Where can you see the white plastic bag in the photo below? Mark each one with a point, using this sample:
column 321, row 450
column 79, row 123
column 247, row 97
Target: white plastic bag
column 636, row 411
+ + + + +
== Work to complete ==
Please print the material above again, line for line and without any changes.

== Finished exercise ==
Where can you see the white plastic bag in the photo below? Mark each one with a point, using this sample:
column 321, row 450
column 79, row 123
column 247, row 97
Target: white plastic bag
column 636, row 411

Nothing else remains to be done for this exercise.